(Records from a collection)
★ ★ ★ ★ ★

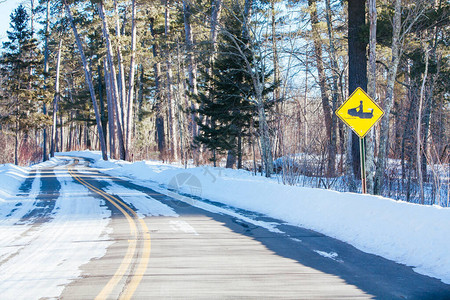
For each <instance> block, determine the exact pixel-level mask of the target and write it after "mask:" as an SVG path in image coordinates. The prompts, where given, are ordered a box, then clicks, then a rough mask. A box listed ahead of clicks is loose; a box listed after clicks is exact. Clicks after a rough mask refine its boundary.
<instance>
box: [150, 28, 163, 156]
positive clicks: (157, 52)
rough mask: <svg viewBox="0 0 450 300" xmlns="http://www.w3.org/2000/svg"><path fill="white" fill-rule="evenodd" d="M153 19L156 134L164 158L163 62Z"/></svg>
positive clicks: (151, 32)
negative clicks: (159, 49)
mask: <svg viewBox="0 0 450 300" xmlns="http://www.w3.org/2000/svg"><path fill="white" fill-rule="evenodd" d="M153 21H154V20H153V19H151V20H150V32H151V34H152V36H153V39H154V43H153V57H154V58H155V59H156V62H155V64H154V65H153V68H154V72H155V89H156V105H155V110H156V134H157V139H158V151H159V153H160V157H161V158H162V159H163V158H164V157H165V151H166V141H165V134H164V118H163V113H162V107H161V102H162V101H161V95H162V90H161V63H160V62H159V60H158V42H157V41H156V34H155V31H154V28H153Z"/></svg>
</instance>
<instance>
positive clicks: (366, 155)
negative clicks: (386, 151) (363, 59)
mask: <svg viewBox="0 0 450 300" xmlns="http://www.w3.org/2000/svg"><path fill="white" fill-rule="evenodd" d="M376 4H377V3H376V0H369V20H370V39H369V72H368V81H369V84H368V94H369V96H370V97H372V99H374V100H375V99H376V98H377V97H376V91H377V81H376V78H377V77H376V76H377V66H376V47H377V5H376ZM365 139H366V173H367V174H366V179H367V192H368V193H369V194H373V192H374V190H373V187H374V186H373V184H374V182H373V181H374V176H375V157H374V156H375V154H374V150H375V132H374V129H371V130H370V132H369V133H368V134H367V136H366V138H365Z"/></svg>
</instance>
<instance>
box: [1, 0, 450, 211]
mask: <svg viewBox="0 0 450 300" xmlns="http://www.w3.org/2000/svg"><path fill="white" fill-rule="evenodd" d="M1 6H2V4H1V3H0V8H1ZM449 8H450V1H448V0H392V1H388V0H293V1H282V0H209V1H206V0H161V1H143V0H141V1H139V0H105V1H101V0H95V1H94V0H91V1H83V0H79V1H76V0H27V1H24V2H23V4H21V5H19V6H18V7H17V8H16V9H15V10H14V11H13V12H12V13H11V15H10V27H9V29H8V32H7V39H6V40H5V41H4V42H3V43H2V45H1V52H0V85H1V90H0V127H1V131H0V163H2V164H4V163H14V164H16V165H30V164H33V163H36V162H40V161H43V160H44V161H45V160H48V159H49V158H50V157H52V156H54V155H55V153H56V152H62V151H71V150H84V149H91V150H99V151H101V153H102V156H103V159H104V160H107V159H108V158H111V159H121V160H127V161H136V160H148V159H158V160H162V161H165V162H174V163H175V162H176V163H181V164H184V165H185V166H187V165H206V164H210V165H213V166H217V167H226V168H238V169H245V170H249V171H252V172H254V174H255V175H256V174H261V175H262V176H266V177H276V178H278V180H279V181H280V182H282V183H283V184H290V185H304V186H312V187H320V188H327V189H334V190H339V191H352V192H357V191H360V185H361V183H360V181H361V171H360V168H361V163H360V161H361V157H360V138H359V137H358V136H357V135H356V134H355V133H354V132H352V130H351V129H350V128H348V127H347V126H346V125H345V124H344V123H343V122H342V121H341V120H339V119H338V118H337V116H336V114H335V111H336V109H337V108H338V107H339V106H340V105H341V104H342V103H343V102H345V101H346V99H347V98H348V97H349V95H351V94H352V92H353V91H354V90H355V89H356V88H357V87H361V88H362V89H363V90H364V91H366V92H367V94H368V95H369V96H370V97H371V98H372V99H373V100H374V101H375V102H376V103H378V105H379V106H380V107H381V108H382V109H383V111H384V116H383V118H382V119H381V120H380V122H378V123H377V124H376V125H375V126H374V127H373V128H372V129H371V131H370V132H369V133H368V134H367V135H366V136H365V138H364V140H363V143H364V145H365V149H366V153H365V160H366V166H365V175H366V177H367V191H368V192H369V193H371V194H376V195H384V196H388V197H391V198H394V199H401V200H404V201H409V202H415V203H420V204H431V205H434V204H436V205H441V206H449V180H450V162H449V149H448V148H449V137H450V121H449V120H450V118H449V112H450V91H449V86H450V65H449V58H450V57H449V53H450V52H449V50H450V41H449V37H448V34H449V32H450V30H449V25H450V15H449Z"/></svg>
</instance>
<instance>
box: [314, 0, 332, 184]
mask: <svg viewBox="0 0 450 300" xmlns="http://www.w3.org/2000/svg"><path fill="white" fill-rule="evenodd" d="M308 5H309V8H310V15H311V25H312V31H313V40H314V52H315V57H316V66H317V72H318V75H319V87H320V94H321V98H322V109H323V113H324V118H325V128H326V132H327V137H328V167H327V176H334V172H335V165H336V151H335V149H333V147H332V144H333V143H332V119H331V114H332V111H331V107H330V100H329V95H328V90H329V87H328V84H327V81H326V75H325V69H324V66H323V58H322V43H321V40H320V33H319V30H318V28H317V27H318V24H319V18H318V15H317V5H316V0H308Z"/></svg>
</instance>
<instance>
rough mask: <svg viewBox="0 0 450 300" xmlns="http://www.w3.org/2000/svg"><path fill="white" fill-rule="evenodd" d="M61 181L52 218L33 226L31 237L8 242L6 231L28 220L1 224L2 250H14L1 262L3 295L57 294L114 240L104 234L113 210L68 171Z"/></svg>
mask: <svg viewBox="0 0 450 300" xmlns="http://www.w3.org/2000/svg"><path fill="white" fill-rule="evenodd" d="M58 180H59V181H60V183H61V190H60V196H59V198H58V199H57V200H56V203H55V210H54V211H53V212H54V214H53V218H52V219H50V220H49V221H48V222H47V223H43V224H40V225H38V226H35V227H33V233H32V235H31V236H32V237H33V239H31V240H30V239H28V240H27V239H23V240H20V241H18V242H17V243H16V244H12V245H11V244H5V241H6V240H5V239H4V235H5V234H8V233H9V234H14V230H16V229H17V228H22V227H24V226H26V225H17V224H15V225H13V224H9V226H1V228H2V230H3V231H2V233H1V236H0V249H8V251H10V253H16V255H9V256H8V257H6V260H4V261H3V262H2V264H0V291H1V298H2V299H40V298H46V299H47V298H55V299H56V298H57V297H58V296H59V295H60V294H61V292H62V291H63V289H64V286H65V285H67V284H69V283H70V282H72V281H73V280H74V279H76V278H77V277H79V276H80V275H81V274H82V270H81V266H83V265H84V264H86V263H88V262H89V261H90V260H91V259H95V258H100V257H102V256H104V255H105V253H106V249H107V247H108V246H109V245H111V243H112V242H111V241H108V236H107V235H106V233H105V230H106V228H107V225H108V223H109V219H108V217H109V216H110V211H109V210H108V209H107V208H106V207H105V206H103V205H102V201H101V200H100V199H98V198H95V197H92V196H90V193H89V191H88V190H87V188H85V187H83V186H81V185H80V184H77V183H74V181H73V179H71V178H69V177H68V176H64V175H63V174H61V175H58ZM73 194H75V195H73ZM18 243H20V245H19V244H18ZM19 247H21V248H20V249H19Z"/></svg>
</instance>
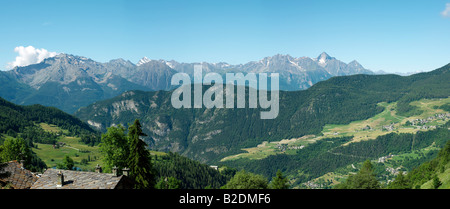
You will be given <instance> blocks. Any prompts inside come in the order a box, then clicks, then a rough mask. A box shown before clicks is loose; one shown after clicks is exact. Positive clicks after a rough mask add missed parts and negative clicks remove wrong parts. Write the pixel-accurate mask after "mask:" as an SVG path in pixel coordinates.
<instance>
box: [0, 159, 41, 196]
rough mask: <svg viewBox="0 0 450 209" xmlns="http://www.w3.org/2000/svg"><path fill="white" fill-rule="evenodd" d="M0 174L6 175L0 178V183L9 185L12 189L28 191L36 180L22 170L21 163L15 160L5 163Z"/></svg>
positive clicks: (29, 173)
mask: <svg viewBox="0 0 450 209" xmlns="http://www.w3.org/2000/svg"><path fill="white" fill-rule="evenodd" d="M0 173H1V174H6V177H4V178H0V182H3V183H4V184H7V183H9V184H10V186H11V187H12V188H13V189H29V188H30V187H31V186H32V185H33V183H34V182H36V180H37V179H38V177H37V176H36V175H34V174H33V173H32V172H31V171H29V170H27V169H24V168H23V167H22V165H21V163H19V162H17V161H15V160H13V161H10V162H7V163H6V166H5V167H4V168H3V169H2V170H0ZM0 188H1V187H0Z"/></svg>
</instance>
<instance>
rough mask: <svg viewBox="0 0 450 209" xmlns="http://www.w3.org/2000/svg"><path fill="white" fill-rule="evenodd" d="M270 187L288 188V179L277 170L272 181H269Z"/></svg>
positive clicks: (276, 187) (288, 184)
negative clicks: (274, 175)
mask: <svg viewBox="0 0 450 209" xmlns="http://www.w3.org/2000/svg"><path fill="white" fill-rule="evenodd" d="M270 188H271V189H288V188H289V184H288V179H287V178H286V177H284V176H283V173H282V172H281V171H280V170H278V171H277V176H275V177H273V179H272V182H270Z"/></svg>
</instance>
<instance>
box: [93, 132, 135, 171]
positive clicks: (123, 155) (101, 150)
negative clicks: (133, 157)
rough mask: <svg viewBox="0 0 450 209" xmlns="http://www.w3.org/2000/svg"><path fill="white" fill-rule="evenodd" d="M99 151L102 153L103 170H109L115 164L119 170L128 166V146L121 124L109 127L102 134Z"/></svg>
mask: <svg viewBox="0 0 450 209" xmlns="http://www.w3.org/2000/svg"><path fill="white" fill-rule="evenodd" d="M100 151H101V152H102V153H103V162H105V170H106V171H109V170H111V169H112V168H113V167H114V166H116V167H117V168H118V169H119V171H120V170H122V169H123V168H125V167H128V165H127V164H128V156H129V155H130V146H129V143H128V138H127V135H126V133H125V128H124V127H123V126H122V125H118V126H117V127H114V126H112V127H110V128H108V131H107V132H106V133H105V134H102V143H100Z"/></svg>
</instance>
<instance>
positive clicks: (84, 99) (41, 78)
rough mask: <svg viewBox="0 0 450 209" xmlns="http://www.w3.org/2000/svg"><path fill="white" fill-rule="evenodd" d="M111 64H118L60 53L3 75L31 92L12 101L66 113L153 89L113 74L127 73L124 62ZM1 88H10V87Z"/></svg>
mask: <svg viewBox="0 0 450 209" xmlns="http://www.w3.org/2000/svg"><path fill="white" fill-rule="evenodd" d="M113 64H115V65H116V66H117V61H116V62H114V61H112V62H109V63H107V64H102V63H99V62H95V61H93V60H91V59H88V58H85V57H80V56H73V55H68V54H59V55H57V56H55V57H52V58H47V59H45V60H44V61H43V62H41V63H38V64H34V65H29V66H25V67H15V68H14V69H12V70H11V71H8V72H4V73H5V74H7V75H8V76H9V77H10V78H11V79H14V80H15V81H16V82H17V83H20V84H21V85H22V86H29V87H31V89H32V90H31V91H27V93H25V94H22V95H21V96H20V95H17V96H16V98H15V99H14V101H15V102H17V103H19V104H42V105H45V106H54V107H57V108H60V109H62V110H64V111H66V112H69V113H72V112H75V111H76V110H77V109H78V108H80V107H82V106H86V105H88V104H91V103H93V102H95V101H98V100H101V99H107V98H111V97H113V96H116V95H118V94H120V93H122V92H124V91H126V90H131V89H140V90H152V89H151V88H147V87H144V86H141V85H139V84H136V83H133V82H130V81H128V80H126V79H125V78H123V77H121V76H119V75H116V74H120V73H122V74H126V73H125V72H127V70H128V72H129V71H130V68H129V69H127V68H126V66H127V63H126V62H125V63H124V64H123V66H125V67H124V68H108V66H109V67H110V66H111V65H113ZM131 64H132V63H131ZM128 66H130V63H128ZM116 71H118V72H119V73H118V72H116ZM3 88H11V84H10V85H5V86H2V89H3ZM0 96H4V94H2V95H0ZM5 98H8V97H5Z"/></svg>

★ ★ ★ ★ ★

• [Exercise goal]:
What is needed is an exact copy of the lines from the start of the records through the line containing "positive clicks: (157, 52)", with no pictures.

• [Final answer]:
For each <instance> block, determine the exact pixel-level mask of the target and write it after "mask:" as an SVG path in image coordinates. The prompts, where given, are ordered a box, then clicks, then a rough mask. A box listed ahead of clicks is loose; a box listed after clicks is exact. Clicks after a rough mask refine its boundary.
<instance>
box: [150, 28, 163, 156]
positive clicks: (157, 52)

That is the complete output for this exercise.